Exact copy without images: repeat every entry as written.

# MATERIAL SUPPLIED
* * * * * * *
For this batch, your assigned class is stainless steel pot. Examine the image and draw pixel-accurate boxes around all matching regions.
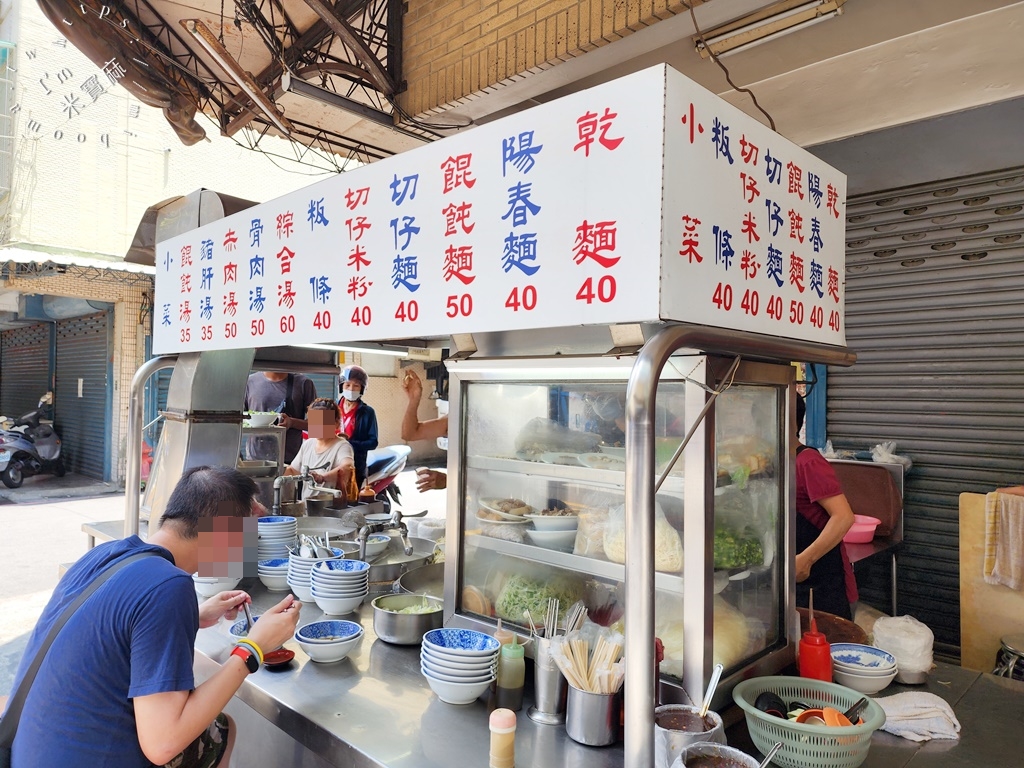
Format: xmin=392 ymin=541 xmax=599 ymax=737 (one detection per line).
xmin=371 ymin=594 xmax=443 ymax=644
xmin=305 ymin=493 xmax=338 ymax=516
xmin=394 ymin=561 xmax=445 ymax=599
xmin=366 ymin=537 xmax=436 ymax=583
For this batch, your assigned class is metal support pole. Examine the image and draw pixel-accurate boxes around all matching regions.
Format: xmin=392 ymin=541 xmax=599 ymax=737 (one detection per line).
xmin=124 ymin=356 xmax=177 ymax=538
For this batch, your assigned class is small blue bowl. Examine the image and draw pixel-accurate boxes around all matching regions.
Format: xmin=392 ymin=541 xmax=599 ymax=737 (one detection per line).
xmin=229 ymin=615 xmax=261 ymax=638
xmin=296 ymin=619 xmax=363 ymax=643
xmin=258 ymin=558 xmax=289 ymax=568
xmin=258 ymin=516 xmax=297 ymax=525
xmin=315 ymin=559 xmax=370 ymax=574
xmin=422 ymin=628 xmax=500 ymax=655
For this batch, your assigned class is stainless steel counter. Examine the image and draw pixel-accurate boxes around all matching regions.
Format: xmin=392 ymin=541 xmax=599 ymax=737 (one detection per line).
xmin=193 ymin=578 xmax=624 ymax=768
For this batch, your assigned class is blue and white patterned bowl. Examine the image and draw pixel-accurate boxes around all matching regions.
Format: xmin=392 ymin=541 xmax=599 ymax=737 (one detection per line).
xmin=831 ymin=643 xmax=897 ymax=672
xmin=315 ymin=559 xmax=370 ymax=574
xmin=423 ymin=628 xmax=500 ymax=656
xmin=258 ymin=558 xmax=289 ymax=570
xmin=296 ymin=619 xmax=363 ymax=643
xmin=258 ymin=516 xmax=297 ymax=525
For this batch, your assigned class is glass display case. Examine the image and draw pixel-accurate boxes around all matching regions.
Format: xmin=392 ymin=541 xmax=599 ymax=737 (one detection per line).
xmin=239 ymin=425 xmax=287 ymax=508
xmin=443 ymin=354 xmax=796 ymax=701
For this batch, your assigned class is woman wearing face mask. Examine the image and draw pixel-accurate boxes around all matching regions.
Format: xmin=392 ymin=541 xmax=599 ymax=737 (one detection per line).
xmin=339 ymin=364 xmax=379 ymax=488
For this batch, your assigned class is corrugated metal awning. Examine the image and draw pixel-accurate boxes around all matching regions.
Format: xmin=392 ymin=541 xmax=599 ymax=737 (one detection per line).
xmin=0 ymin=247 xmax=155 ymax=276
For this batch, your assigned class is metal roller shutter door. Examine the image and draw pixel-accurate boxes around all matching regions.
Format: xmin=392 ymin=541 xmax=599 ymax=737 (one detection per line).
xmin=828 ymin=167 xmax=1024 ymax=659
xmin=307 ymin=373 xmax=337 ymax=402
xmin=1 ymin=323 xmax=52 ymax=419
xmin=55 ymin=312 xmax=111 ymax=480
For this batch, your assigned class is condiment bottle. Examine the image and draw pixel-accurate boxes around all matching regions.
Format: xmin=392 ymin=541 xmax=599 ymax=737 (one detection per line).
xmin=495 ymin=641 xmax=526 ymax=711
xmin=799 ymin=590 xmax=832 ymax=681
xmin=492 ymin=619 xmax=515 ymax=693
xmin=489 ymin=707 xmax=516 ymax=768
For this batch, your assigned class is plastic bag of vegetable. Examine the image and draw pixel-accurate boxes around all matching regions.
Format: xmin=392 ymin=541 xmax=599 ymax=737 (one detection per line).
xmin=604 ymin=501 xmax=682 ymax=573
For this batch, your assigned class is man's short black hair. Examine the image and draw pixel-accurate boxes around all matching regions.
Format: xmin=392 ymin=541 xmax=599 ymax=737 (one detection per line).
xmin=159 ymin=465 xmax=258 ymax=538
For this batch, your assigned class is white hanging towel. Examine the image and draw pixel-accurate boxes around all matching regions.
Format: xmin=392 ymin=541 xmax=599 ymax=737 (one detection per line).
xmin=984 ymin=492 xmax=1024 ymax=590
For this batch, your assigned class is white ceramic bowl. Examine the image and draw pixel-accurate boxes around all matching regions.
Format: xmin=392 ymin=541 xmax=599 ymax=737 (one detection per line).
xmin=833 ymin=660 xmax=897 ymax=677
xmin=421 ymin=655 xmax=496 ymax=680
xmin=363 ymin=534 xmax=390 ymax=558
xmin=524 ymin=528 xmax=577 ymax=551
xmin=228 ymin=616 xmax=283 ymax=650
* * * * * * *
# WRITTEN RESPONSE
For this batch, your assigned class is stainless steel pot. Examine the image and draw pixel-accurate boxes around all matching regions.
Format: xmin=392 ymin=541 xmax=599 ymax=737 (one detection per line).
xmin=371 ymin=594 xmax=443 ymax=644
xmin=305 ymin=493 xmax=338 ymax=516
xmin=394 ymin=561 xmax=445 ymax=599
xmin=366 ymin=537 xmax=436 ymax=583
For this batch, your assigned class is metal support pole. Examine the image and draw pixel-accurate boxes around all matching regions.
Format: xmin=392 ymin=541 xmax=599 ymax=737 (one detection per line).
xmin=124 ymin=356 xmax=177 ymax=538
For this batch, your assigned class is small blue bowl. Examine the image and draw pixel-accurate boxes around all matching regions.
Format: xmin=392 ymin=541 xmax=599 ymax=737 (one detection per line).
xmin=229 ymin=615 xmax=261 ymax=638
xmin=296 ymin=619 xmax=363 ymax=643
xmin=258 ymin=558 xmax=289 ymax=568
xmin=258 ymin=516 xmax=297 ymax=525
xmin=315 ymin=559 xmax=370 ymax=574
xmin=422 ymin=628 xmax=500 ymax=655
For this batch, your assigned class is stainless steel counter. Examine the image and draw pixel-accurate boxes around all matching regions.
Format: xmin=392 ymin=541 xmax=599 ymax=737 (one detection per line).
xmin=193 ymin=578 xmax=624 ymax=768
For this batch, your assigned class is blue and white patterned bowl. Examine the image and draw pixel-accurate boxes around all matching regions.
Format: xmin=392 ymin=541 xmax=599 ymax=737 (one detection per line).
xmin=831 ymin=643 xmax=897 ymax=672
xmin=315 ymin=559 xmax=370 ymax=574
xmin=423 ymin=628 xmax=500 ymax=656
xmin=258 ymin=558 xmax=289 ymax=570
xmin=296 ymin=619 xmax=363 ymax=643
xmin=258 ymin=516 xmax=297 ymax=525
For this batch, your assigned class is glass display case. Examine the image and draw pixel-accurate boxes around all matching regions.
Format: xmin=392 ymin=541 xmax=599 ymax=737 (one detection per line).
xmin=239 ymin=425 xmax=287 ymax=508
xmin=443 ymin=354 xmax=796 ymax=701
For this batch, your assigned class is woman wearing face mask. Examine the image and draw pixel-accurate boxes around all matching regions.
Format: xmin=392 ymin=541 xmax=599 ymax=737 (one detection per line).
xmin=339 ymin=364 xmax=379 ymax=488
For this batch, your assigned class is corrugated metal awning. Examine the image and draw pixel-accurate boxes around all matching regions.
Format: xmin=392 ymin=541 xmax=599 ymax=737 (one detection per line).
xmin=0 ymin=247 xmax=155 ymax=276
For this batch, your assigned class is metal roller shutter door. Examine the image and draw pixel-accurate boxes around all matching regions.
Format: xmin=392 ymin=541 xmax=599 ymax=737 (one detection per line).
xmin=828 ymin=167 xmax=1024 ymax=659
xmin=307 ymin=373 xmax=337 ymax=402
xmin=1 ymin=323 xmax=52 ymax=419
xmin=55 ymin=312 xmax=111 ymax=480
For this batch, your assigned class is condiment bottle. Examine the image and draw pixel-accurate boxes around all matching regions.
Format: xmin=392 ymin=541 xmax=599 ymax=737 (one detection per line).
xmin=495 ymin=641 xmax=526 ymax=711
xmin=799 ymin=590 xmax=832 ymax=681
xmin=492 ymin=619 xmax=515 ymax=693
xmin=489 ymin=707 xmax=516 ymax=768
For this batch, your assigned class is plastic bag of vegetable. Examine the image and draw pixel-accurate boxes around all matching regions.
Format: xmin=392 ymin=541 xmax=599 ymax=737 (one detection per line).
xmin=604 ymin=501 xmax=682 ymax=573
For this batch, your assigned class is man's short black hair. Examine the image and draw pixel-accurate boxes around all matching regions.
Format: xmin=392 ymin=541 xmax=599 ymax=737 (one detection per line).
xmin=159 ymin=465 xmax=258 ymax=538
For this batch, your assigned class is white hanging towel. Examine the image and draw pixel-accurate boxes around all matching regions.
Format: xmin=392 ymin=541 xmax=599 ymax=737 (one detection per line).
xmin=984 ymin=492 xmax=1024 ymax=590
For this batch, your assigned class is white ceramic bowl. Examine the image and draw pixel-accurate boxes around all matching regions.
Format: xmin=392 ymin=541 xmax=599 ymax=737 (one detection per line).
xmin=833 ymin=660 xmax=897 ymax=677
xmin=421 ymin=655 xmax=496 ymax=680
xmin=363 ymin=534 xmax=390 ymax=558
xmin=524 ymin=528 xmax=577 ymax=551
xmin=228 ymin=616 xmax=283 ymax=650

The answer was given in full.